Exercise description: Output the entries below exactly as written, omitting pictures.

-- START Extracted information --

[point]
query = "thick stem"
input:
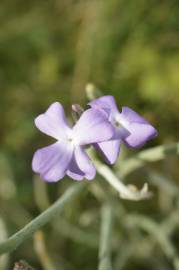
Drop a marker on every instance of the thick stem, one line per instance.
(105, 237)
(18, 238)
(125, 192)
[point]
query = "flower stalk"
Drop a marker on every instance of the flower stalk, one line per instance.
(125, 192)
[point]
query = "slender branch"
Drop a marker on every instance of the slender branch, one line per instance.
(42, 252)
(104, 247)
(18, 238)
(150, 155)
(126, 192)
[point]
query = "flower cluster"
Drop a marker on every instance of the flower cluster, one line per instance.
(102, 126)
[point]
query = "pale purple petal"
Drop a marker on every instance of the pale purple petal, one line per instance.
(51, 162)
(92, 127)
(106, 102)
(110, 150)
(84, 162)
(140, 130)
(53, 122)
(81, 166)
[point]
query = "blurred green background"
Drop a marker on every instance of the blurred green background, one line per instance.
(49, 51)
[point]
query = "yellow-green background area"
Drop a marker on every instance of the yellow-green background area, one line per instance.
(49, 51)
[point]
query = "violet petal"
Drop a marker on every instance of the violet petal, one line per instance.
(51, 162)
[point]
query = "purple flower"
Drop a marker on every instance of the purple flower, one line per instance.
(67, 155)
(129, 126)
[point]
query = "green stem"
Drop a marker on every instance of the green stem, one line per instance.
(104, 248)
(18, 238)
(150, 155)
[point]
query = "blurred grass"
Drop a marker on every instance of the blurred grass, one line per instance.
(49, 51)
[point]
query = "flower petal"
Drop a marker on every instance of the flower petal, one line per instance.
(84, 162)
(53, 122)
(93, 126)
(106, 102)
(140, 130)
(52, 161)
(110, 150)
(81, 166)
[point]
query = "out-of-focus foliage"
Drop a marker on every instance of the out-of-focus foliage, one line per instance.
(49, 51)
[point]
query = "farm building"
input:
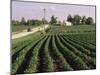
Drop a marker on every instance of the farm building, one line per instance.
(67, 23)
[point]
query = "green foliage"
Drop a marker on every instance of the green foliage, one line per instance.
(69, 18)
(53, 20)
(84, 20)
(77, 20)
(89, 21)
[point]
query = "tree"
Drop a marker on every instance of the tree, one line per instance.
(53, 20)
(69, 18)
(77, 20)
(89, 21)
(23, 22)
(83, 20)
(15, 22)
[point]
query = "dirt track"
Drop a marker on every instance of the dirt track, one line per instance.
(25, 33)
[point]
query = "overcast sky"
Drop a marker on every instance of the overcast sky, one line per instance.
(33, 10)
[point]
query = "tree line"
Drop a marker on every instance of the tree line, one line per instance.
(75, 20)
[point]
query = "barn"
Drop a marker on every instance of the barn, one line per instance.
(67, 23)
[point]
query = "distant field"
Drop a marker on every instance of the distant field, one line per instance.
(61, 48)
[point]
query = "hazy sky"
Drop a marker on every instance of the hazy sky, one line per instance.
(33, 10)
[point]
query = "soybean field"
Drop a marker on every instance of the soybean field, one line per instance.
(60, 48)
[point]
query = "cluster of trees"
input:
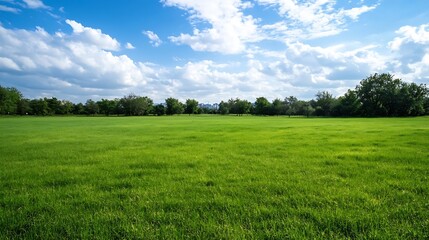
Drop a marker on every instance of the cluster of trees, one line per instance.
(377, 95)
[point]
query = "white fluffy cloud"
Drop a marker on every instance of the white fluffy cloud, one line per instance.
(229, 30)
(411, 52)
(9, 9)
(129, 46)
(80, 62)
(153, 38)
(35, 4)
(93, 36)
(311, 19)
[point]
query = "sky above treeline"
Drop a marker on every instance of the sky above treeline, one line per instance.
(208, 50)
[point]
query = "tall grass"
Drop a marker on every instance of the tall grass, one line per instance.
(214, 177)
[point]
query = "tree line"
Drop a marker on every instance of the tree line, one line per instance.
(379, 95)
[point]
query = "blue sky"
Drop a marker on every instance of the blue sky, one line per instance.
(208, 50)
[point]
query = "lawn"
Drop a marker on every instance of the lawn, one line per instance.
(214, 177)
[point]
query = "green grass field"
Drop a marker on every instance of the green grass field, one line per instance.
(214, 177)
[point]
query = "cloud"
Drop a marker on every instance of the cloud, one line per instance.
(129, 46)
(310, 19)
(9, 9)
(153, 38)
(78, 63)
(35, 4)
(411, 52)
(229, 29)
(93, 36)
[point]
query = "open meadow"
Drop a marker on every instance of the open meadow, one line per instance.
(214, 177)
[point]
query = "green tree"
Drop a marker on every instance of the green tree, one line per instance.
(382, 95)
(159, 110)
(134, 105)
(348, 105)
(223, 108)
(9, 99)
(174, 106)
(23, 107)
(278, 107)
(91, 107)
(378, 94)
(191, 106)
(262, 106)
(324, 103)
(39, 107)
(107, 106)
(291, 105)
(79, 109)
(66, 107)
(239, 107)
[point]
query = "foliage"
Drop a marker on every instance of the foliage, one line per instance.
(9, 99)
(174, 106)
(379, 95)
(191, 106)
(382, 95)
(210, 177)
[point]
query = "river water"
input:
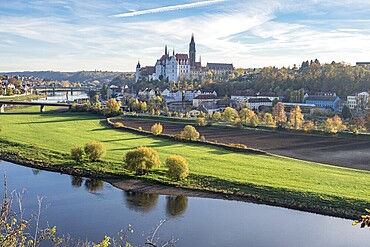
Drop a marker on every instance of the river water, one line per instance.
(90, 209)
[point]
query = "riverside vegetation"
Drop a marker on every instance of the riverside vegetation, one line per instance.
(47, 139)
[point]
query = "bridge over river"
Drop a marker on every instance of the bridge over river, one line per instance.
(42, 105)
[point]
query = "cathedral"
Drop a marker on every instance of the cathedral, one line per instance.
(171, 68)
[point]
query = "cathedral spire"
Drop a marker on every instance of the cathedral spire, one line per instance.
(192, 51)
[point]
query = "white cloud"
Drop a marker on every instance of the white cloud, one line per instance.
(170, 8)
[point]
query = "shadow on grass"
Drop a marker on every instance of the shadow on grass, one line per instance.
(306, 201)
(125, 139)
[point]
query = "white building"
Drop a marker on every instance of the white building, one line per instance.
(358, 100)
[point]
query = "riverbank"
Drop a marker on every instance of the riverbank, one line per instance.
(44, 141)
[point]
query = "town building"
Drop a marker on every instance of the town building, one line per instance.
(179, 66)
(323, 99)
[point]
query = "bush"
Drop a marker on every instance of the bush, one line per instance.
(156, 129)
(118, 125)
(94, 150)
(189, 133)
(178, 167)
(141, 160)
(201, 121)
(238, 145)
(77, 154)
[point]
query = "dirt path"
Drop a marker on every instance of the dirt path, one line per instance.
(350, 153)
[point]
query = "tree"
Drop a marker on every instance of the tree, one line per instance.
(246, 115)
(189, 133)
(94, 150)
(141, 160)
(113, 106)
(308, 126)
(346, 113)
(296, 118)
(268, 119)
(278, 112)
(156, 129)
(254, 121)
(216, 116)
(334, 124)
(229, 114)
(143, 106)
(178, 167)
(77, 154)
(201, 121)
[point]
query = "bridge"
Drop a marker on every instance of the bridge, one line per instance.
(65, 89)
(29, 103)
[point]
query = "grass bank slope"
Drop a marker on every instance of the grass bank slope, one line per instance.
(277, 180)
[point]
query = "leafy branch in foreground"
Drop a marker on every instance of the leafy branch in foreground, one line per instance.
(364, 220)
(14, 229)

-- END Extracted information --

Response below:
[point]
query = "thick stem"
input:
Drop a marker on every instance of the thick stem, one line per instance.
(105, 237)
(18, 238)
(125, 192)
[point]
query = "flower stalk"
Drop a marker on every instance of the flower stalk, one line per instance.
(125, 192)
[point]
query = "slender branch"
Drop a marker on every instance of the slender branch, one line per instance.
(42, 252)
(104, 247)
(18, 238)
(150, 155)
(126, 192)
[point]
query = "flower cluster"
Drop a marker on every instance of the flower cluster, one line per instance.
(102, 126)
[point]
query = "pale purple petal"
Drop a marker on every instance of the pale purple petal, one line per instance.
(51, 162)
(92, 127)
(106, 102)
(110, 150)
(84, 162)
(140, 130)
(53, 122)
(81, 166)
[point]
query = "blurred green background"
Drop a marker on every instance of the blurred green background, one line per instance.
(49, 51)
[point]
query = "yellow-green background area"
Drop a marker on every instance of the yellow-green background area, one line per instance.
(49, 51)
[point]
query = "violet petal"
Drop a marker on every instance of the violet petal, one line per instance.
(51, 162)
[point]
query = "purple flower"
Drop a marker on every instance of the purple flower, one line per instance.
(67, 155)
(129, 126)
[point]
query = "green stem"
Drop a marker on every instance of the green stem, one line per instance.
(104, 248)
(18, 238)
(150, 155)
[point]
query = "blurred grass"
Drop a marker on every instance of the blurred grass, one line per instance.
(49, 51)
[point]
query = "flower petal"
Drop a marker on every instance of the flower petal, one line per instance.
(84, 162)
(53, 122)
(93, 126)
(106, 102)
(140, 130)
(52, 161)
(110, 150)
(81, 166)
[point]
query = "out-of-focus foliage"
Drop a marker on every instance of the out-of-focus foliage, one line per instance.
(49, 51)
[point]
query = "farm building"
input:
Drop a marker on every instance of the farm building, one line per instance.
(67, 23)
[point]
query = "green foliage"
Drop a marker on every instance of the green foliage, one line per instance.
(69, 18)
(53, 20)
(84, 20)
(77, 20)
(89, 21)
[point]
query = "tree"
Drop a marker on every instance of the tree, one line per instance.
(53, 20)
(69, 18)
(77, 20)
(89, 21)
(23, 22)
(83, 20)
(15, 22)
[point]
query = "dirt track"
Drop a marker on every instance of the dirt track, one line per instance.
(25, 33)
[point]
query = "overcast sky"
Drop a marker on every instance of the overcast sky, one line per instance.
(33, 10)
[point]
query = "tree line"
Drop a marker on every instance of the tree line, one line per instance.
(75, 20)
[point]
query = "barn"
Drop a marker on every instance of the barn, one line per instance.
(67, 23)
[point]
query = "distant field"
Drop a marker on every instance of the distant field, one line per instance.
(61, 48)
[point]
query = "hazy sky"
Drop a marker on every instance of the hazy sky, one line per instance.
(33, 10)
[point]
query = "soybean field"
Drop a marker on every instance of the soybean field, one line per instance.
(60, 48)
[point]
query = "cluster of trees"
input:
Drop a marker on every instance of the cluster of trees, one line per instance.
(377, 95)
[point]
query = "white fluffy cloud"
Drop a marker on every instance of the white fluffy cloud, one line per instance.
(229, 30)
(411, 52)
(9, 9)
(129, 46)
(80, 62)
(153, 38)
(35, 4)
(93, 36)
(311, 19)
[point]
query = "sky above treeline"
Drop a marker on every instance of the sky above treeline, one line per instance.
(208, 50)
[point]
query = "tall grass"
Drop a marker on every instance of the tall grass, one line per instance.
(214, 177)
[point]
query = "tree line"
Drop a marker on every instance of the tree line, one line per instance.
(379, 95)
[point]
query = "blue sky"
Drop a marker on every instance of the blue sky, one line per instance.
(208, 50)
[point]
query = "lawn"
Drop a marker on every instance of the lawn, one line per instance.
(214, 177)
[point]
query = "green grass field"
Drop a marker on every instance of the green grass field, one line per instance.
(214, 177)
[point]
query = "cloud"
Drop a marker on every instance of the cloud, one line per instance.
(129, 46)
(310, 19)
(9, 9)
(153, 38)
(78, 63)
(35, 4)
(411, 52)
(229, 29)
(93, 36)
[point]
query = "open meadow"
Drop a marker on every instance of the open meadow, one line per instance.
(214, 177)
[point]
query = "green tree"
Drop a marker on every instance of the green tree, one line per instance.
(382, 95)
(159, 110)
(134, 105)
(348, 105)
(223, 108)
(9, 99)
(174, 106)
(23, 107)
(278, 107)
(91, 107)
(378, 94)
(191, 106)
(262, 106)
(324, 103)
(39, 107)
(107, 106)
(291, 105)
(79, 109)
(66, 107)
(239, 107)
[point]
query = "foliage"
Drop a marker on every instance of the foliage, one line per instance.
(9, 99)
(174, 106)
(379, 95)
(191, 106)
(382, 95)
(210, 177)
[point]
query = "river water"
input:
Drop a marker on every instance of the river water, one line per instance.
(90, 209)
[point]
query = "riverside vegetation"
Drop a marker on every instance of the riverside vegetation, one line per instance.
(47, 139)
[point]
query = "bridge over river"
Drop a marker on every instance of the bridge over river, one line per instance.
(42, 105)
[point]
query = "cathedral"
Drop a marker on every instance of the cathedral, one line per instance.
(171, 68)
[point]
query = "cathedral spire"
Drop a marker on every instance of the cathedral spire, one line per instance.
(192, 51)
[point]
query = "white cloud"
Drop a marker on every instance of the white cloud, one line per instance.
(170, 8)
[point]
query = "shadow on grass"
Drop a marker on every instance of the shadow on grass, one line per instance.
(306, 201)
(125, 139)
[point]
query = "white building"
Drop a marker on every instance of the white building, one line per instance.
(358, 100)
[point]
query = "riverbank"
Drop a marker on every instance of the riverbank, one line per instance.
(44, 141)
[point]
query = "town building"
Drop a marker on every instance of the town building, one line per instance.
(179, 66)
(323, 99)
[point]
query = "bush"
Drop a marker on every instance of the bush, one line per instance.
(156, 129)
(118, 125)
(94, 150)
(189, 133)
(178, 167)
(141, 160)
(201, 121)
(238, 145)
(77, 154)
[point]
query = "dirt path"
Drop a marker on every instance of the dirt path, one line per instance.
(350, 153)
[point]
query = "tree"
Drop a marker on every instance of the tree, one line per instance.
(246, 115)
(189, 133)
(94, 150)
(141, 160)
(113, 106)
(308, 126)
(346, 113)
(296, 118)
(268, 119)
(278, 112)
(156, 129)
(254, 121)
(216, 116)
(334, 124)
(229, 114)
(143, 106)
(178, 167)
(77, 154)
(201, 121)
[point]
query = "bridge"
Drop a marker on every instance of the bridge, one line per instance.
(65, 89)
(29, 103)
[point]
query = "grass bank slope"
Drop a marker on every instance of the grass bank slope, one line per instance.
(277, 180)
[point]
query = "leafy branch in foreground"
Drop a marker on every instance of the leafy branch in foreground, one line per instance.
(364, 220)
(14, 229)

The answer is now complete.